Selection ::
___
Run this code to get example data

set.seed(1)
A <- tibble(id = c(1:5, 7:8),
            sex = sample(c("Male", "Female"), 7, replace = TRUE),
            nr_of_orders = sample(5:10, 7, replace = TRUE))
B <- tibble(id = 1:6,
            age = sample(25:75, 6),
            total_order_value = sample(5:50, 6)*100)


What rows doesnt match between A and B

Show the code
anti_join(A, B)
anti_join(B, A)


What will be the results of the below code

semi_join(A, B)


Keep all rows in A and all columns from A and B

Show the code
left_join(A, B)


Keep all rows and all columns from both A and B, and sort by id

Show the code
full_join(A,B) %>% 
  arrange(id)


Calculate the average order value

Show the code
full_join(A,B) %>% 
  mutate(
    avg_order_value = total_order_value/nr_of_orders) 


Calculate the mean of the average order value for males and females

Show the code
full_join(A,B) %>% 
  mutate(
    avg_order_value = total_order_value/nr_of_orders) %>% 
  group_by(sex) %>% 
  summarise(
    mean_avg_order_value = mean(avg_order_value, na.rm = TRUE)
  )
___
Information shown ::

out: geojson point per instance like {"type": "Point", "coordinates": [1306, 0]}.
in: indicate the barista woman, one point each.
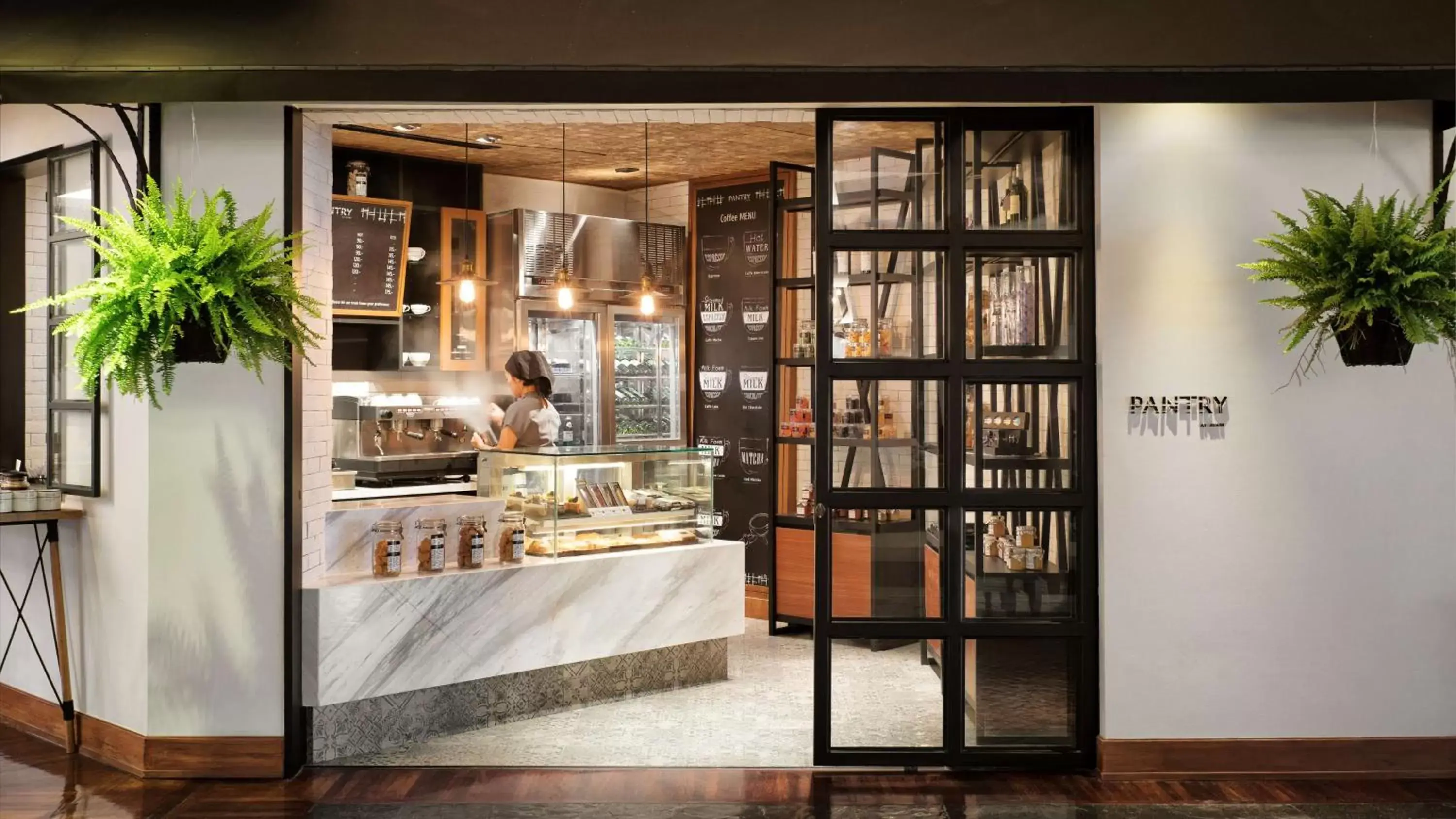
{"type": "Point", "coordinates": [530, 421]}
___
Goal of the exercise ::
In the R join exercises, what code is shown for keeping all rows in A and all columns from A and B?

Task response ::
left_join(A, B)